====== WORKING DATA

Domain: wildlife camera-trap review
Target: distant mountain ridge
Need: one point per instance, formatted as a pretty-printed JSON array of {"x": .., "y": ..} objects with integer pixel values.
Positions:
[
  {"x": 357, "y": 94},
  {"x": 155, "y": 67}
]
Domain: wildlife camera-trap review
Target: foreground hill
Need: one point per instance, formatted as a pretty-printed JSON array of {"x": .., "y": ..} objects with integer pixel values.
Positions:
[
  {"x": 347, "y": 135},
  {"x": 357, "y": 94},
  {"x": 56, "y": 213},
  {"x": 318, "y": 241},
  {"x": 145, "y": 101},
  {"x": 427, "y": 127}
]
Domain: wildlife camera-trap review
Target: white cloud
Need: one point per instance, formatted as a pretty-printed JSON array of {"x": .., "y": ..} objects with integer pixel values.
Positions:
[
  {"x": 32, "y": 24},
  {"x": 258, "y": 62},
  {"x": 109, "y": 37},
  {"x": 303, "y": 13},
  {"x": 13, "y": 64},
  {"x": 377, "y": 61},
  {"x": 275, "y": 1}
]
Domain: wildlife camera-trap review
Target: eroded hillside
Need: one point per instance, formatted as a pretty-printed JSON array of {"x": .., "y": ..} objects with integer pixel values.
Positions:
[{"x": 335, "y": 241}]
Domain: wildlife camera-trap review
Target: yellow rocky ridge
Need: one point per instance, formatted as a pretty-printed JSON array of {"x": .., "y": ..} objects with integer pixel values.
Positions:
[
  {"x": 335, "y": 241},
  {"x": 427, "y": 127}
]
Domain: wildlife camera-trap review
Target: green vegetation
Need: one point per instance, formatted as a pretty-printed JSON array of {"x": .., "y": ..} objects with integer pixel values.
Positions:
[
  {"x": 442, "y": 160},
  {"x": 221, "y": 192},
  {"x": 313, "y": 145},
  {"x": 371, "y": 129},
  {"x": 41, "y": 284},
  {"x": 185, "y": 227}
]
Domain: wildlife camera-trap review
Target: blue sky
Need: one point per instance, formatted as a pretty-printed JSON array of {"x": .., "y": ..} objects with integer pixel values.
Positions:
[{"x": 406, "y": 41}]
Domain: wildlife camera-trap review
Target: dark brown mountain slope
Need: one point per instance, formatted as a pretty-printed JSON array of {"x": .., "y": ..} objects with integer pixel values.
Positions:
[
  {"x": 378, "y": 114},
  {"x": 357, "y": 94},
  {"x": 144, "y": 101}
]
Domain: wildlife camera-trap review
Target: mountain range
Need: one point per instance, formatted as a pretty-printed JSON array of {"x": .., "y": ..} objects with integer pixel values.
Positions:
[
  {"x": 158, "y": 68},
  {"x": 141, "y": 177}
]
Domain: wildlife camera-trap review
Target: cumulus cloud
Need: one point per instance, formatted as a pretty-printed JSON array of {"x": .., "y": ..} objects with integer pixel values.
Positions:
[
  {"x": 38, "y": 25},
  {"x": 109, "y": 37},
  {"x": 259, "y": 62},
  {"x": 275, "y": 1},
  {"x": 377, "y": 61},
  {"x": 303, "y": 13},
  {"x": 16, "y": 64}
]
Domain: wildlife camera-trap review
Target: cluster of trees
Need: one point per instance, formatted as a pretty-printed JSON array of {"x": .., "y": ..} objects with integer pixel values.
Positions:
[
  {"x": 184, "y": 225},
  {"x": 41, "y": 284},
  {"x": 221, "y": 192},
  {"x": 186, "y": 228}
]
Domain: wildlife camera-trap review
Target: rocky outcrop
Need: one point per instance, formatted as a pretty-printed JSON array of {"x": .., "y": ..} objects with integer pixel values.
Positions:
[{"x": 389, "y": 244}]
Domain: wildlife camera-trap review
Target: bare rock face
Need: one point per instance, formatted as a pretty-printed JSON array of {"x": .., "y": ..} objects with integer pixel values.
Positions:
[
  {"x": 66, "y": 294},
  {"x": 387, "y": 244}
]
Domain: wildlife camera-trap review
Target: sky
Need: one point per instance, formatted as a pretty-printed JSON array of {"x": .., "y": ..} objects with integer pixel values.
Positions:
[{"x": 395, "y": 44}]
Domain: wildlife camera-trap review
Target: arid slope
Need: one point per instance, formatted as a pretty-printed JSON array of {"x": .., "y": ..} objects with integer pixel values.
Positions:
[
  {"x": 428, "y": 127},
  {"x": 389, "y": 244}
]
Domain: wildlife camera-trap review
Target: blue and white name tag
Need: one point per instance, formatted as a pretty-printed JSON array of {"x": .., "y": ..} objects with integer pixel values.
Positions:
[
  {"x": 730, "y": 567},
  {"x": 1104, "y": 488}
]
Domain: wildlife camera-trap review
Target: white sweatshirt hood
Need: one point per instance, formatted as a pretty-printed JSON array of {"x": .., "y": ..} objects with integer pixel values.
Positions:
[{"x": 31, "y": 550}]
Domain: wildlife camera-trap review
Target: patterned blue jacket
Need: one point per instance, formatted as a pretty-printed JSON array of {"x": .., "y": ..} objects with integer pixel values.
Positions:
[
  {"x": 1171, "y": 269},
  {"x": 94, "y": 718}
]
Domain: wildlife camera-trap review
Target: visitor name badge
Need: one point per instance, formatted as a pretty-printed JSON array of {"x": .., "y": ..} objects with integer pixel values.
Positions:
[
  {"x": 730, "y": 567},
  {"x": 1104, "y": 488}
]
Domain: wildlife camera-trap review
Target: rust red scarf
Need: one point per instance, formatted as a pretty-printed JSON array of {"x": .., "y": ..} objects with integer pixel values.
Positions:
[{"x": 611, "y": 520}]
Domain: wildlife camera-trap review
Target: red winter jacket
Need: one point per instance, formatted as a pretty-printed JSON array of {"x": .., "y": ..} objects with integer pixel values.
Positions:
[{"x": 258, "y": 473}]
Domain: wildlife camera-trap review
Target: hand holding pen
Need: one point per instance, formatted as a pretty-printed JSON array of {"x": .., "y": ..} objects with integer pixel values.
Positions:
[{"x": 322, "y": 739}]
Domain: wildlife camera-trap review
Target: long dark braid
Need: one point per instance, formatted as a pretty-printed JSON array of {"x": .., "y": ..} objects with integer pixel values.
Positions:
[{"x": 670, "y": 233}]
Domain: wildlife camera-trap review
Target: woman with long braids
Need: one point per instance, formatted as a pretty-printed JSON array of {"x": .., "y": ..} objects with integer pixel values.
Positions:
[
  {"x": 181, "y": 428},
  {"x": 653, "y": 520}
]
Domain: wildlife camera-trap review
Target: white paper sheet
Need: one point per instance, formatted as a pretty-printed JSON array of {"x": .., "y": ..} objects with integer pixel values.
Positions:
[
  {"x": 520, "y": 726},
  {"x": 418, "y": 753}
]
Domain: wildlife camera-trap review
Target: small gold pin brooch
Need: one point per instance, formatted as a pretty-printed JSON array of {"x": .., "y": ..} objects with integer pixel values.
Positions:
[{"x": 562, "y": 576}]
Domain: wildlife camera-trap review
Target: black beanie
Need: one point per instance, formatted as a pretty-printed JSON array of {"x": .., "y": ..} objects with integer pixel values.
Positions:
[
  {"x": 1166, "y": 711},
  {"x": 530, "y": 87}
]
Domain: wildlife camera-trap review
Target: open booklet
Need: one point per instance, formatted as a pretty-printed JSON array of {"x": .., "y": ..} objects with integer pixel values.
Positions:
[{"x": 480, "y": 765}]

============

**STATED EXERCISE:** All of the data shown above must be copied exactly.

**FINAL RESULT:**
Domain: wildlife camera-trap review
Target: distant mountain ridge
Need: one point per instance, formatted as a pretty-printed JSON array of {"x": .., "y": ..} objects with integer pixel values.
Positions:
[
  {"x": 357, "y": 94},
  {"x": 155, "y": 67}
]
Domain: wildlife camera-trap review
Target: foreground hill
Need: one point per instance, formatted as a pretty-printed JSON array of {"x": .., "y": ..} objects with integer pixel values.
Positions:
[
  {"x": 347, "y": 135},
  {"x": 357, "y": 94},
  {"x": 56, "y": 213},
  {"x": 318, "y": 241},
  {"x": 145, "y": 101},
  {"x": 427, "y": 127}
]
Domain: wildlife camera-trap review
Target: white cloud
Need: one point per instance, formatted as a pretty-printed JSON array of {"x": .., "y": ..} objects with integer pixel values.
Positions:
[
  {"x": 32, "y": 24},
  {"x": 258, "y": 62},
  {"x": 109, "y": 37},
  {"x": 303, "y": 13},
  {"x": 13, "y": 64},
  {"x": 377, "y": 61},
  {"x": 275, "y": 1}
]
Domain: wildlife camera-trap review
Target: eroded hillside
Need: one point per instance, formatted as a pretty-printed JSON array of {"x": .., "y": ..} objects with integer pixel values.
Positions:
[{"x": 335, "y": 241}]
Domain: wildlife camera-trap review
Target: yellow rocky ridge
Need: one point per instance, formatted as a pretty-printed JSON array of {"x": .., "y": ..} objects with integer pixel values.
Positions:
[
  {"x": 335, "y": 241},
  {"x": 427, "y": 127}
]
Domain: wildlife camera-trap review
Target: green vegetation
Need: one point per instance, formatted as a pretty-printed JSON array of {"x": .., "y": ..} objects with integer pixel values.
Positions:
[
  {"x": 442, "y": 160},
  {"x": 221, "y": 192},
  {"x": 313, "y": 145},
  {"x": 371, "y": 129},
  {"x": 41, "y": 284},
  {"x": 185, "y": 227}
]
Domain: wildlife camera-trap review
Target: blue sky
Need: one point per instance, formatted as a pretty-printed JSON array of {"x": .., "y": ..} objects with integer pixel values.
Positions:
[{"x": 406, "y": 41}]
Domain: wildlife camera-trap review
Target: dark brown mountain slope
Need: one point per instance, formatted as a pretty-printed JSON array of {"x": .., "y": ..} objects with integer pixel values.
Positions:
[
  {"x": 378, "y": 114},
  {"x": 357, "y": 94},
  {"x": 144, "y": 101}
]
Domain: wildlife camera-trap review
Target: mountain range
Need: one point per instance, formatted as a pretty-printed JSON array of {"x": .., "y": ..} objects with integer pixel values.
Positions:
[
  {"x": 158, "y": 68},
  {"x": 141, "y": 177}
]
Domain: wildlife camera-trap review
Target: cumulus cloud
Need: one point per instance, formatted as a pretty-printed JSON array of {"x": .., "y": ..} objects with integer pixel values.
Positions:
[
  {"x": 38, "y": 25},
  {"x": 109, "y": 37},
  {"x": 259, "y": 62},
  {"x": 275, "y": 1},
  {"x": 377, "y": 61},
  {"x": 303, "y": 13},
  {"x": 16, "y": 64}
]
Domain: wildlife camera-trap review
Target: cluster of trees
Need: one point per instance, formatted as a pretty-printed JSON array of {"x": .., "y": ..} objects with integer pixel values.
Positions:
[
  {"x": 184, "y": 225},
  {"x": 41, "y": 284},
  {"x": 221, "y": 192},
  {"x": 186, "y": 228}
]
Domain: wildlife camera-trap review
Target: rocky outcrop
Need: one point per instance, formatted as a pretty-printed JSON array of {"x": .., "y": ..} objects with integer pixel values.
Positions:
[{"x": 389, "y": 244}]
Domain: wildlife camera-trap review
Target: bare rock face
Need: one point per instance, formatted as a pretty-printed JSON array of {"x": .., "y": ..} objects with integer pixel values.
Positions:
[
  {"x": 66, "y": 294},
  {"x": 387, "y": 244}
]
Domain: wildlife camera-trap review
Target: sky
Need: one point per instance, formatted as a pretty-printed JSON array of {"x": .., "y": ..} objects with integer pixel values.
Positions:
[{"x": 395, "y": 44}]
Domain: wildlife camera-trap review
Target: arid slope
Need: one point per instance, formatted as a pretty-printed JSON array of {"x": .., "y": ..} objects with integer pixel values.
Positions:
[
  {"x": 428, "y": 127},
  {"x": 389, "y": 244}
]
Domain: wildlife camera-trap review
Target: blue and white name tag
Need: one point per instance, formatted as a pretty-printed JSON array of {"x": .., "y": ..} objects with integer pixel values.
Positions:
[
  {"x": 730, "y": 567},
  {"x": 1104, "y": 488}
]
Domain: wildlife camera-trap review
Target: white sweatshirt hood
Need: one point per instance, formatted as a pretty-printed JSON array of {"x": .., "y": ..} objects with integer pixel values.
Positions:
[{"x": 31, "y": 550}]
Domain: wildlife camera-trap review
Target: patterned blue jacket
Need: one point per instance, formatted as a pretty-printed JSON array of {"x": .., "y": ..} objects with integer pixel values.
Positions:
[
  {"x": 1171, "y": 269},
  {"x": 94, "y": 718}
]
Domain: wildlife camera-trap review
Target: visitor name badge
Need: one point per instance, formatted as a pretty-printed JSON array of {"x": .., "y": ..} objects with integer pixel values.
Positions:
[
  {"x": 730, "y": 567},
  {"x": 1104, "y": 488}
]
Domain: wildlife camera-trap review
Target: rust red scarf
Need: one point per instance, formatted as a pretty-printed JSON array of {"x": .., "y": ..} objects with integer pixel values.
Positions:
[{"x": 611, "y": 520}]
Domain: wildlife camera-trap review
Target: red winter jacket
Need: one point per instance, formatted as a pretty-printed JSON array of {"x": .., "y": ..} objects with integer pixel values.
Positions:
[{"x": 258, "y": 473}]
Domain: wildlife camera-trap review
Target: hand holding pen
Need: one point per instance, formatted as a pretty-printed JSON array of {"x": .., "y": ..} objects with integer pixel values.
Positions:
[{"x": 322, "y": 739}]
Domain: wildlife camera-trap review
Target: long dark braid
Need: one point per instance, formatted as a pretty-printed JSON array of {"x": .., "y": ..} objects with integer pixel values.
Positions:
[{"x": 670, "y": 233}]
Domain: wildlife camera-trap review
Target: woman with long braids
Need: one point per instance, formatted as a pretty-printed JSON array of {"x": .., "y": ..} objects with integer pixel values.
Positions:
[
  {"x": 181, "y": 428},
  {"x": 653, "y": 520}
]
Domain: wildlife camera-trap review
Target: white paper sheet
Need: one point per instance, formatted as a pretty-printed JSON array of {"x": .., "y": ..} objects with integer pixel values.
Positions:
[
  {"x": 520, "y": 726},
  {"x": 418, "y": 753}
]
Domain: wildlife camera-trap review
Target: small gold pin brooch
Need: one point per instance, formatted as a pretty-printed JSON array of {"x": .., "y": ..} objects with integer pixel values.
Positions:
[{"x": 562, "y": 576}]
Domain: wildlife camera-trap review
Target: black beanie
Need: one point per instance, formatted as a pretty-printed JSON array of {"x": .., "y": ..} objects with integer pixel values.
Positions:
[
  {"x": 1166, "y": 711},
  {"x": 530, "y": 87}
]
Domain: wildlife camera-trap review
Target: open booklet
Need: one point per instance, formatted as a pretty-printed JSON array of {"x": .., "y": ..} objects with integer pixel values.
Positions:
[{"x": 480, "y": 765}]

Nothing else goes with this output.